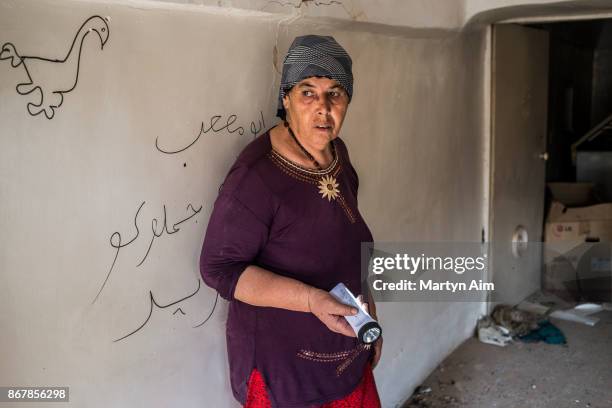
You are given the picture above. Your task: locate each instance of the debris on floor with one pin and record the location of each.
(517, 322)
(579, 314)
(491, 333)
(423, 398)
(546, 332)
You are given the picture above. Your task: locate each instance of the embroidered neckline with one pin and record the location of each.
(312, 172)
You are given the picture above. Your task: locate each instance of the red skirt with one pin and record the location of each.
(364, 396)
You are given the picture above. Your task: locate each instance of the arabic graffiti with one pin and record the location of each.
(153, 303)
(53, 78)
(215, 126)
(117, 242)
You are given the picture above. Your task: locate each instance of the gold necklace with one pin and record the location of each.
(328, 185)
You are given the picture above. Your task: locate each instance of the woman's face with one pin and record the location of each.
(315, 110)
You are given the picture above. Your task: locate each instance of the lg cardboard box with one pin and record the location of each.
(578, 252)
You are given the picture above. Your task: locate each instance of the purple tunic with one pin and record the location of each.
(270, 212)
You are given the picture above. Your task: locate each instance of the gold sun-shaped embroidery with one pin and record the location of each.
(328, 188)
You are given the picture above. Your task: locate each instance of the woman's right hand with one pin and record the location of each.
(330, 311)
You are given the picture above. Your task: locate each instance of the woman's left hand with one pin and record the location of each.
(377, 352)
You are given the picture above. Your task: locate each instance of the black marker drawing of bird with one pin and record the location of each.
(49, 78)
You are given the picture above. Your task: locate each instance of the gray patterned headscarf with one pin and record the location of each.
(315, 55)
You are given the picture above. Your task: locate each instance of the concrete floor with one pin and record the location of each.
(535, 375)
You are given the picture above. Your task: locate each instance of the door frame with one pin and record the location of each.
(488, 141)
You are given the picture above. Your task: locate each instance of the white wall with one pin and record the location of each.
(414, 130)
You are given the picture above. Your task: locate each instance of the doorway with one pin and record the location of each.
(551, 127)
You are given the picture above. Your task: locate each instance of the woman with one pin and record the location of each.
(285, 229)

__WHAT TO WORK ON__
Print the records exactly and omit all pictures.

__RESULT FOR THIS TASK__
You are given the picture above. Your task: locate each instance of the debris on floor with one pin and record the location of each.
(517, 322)
(579, 314)
(491, 333)
(423, 398)
(546, 332)
You are given the picture above. Your task: locate each instance of the embroidered neckline with one pin and record the location of each.
(312, 172)
You are given the picture above. Your task: locate each instance of the red skirt with one pin and record the location of each.
(364, 396)
You are given the picture above. Your task: locate each instance of the arabic graffiti with one pin and record the location of each.
(153, 303)
(53, 78)
(215, 126)
(117, 242)
You are given the picture above. Your task: locate each instance of the gold necklace with one pin and record the location of each.
(328, 185)
You are given the picture above. Your task: locate each instance of the woman's face with one pin and record the location of each.
(315, 110)
You are given the picture above. Your task: locate each instance of the lg cardboard box with one pin and record the location of each.
(578, 252)
You are given the picture above. Your task: locate each instance of the purple tunic with one pin and record the location of each.
(270, 212)
You are given the picture above. Your task: locate each instance of the gold sun-shaped embroidery with one pin and record the location of each.
(328, 188)
You are given the picture above. Your task: locate each instance of the woman's right hand with one pin and record the location of each.
(330, 311)
You are given the picture above. Your task: locate each instance of the woman's left hand with one pin and record the location of each.
(377, 352)
You are given the picture above. Your task: locate each instance of the black marker drawing of bird with one pin and record the location of each.
(49, 78)
You are given the picture above. Your task: locate each instance of the gray patterned headscarf with one pin and record the location of each.
(315, 55)
You are given the picture above. Your task: locate each instance of the concrete floor with one pin and record the location of each.
(535, 375)
You are given the picture above. Your task: locate each instance of the door frame with one pin and record the location of each.
(488, 141)
You are given the picture above. Your task: locate each instance of the white wall with one pin and record the location of each.
(414, 130)
You are given the picture above. Your task: locate each instance of the doorway with one pin and record the location of each.
(551, 127)
You are given the picture above. Your task: locate each instance of the woman with one pin and record the location of each.
(285, 229)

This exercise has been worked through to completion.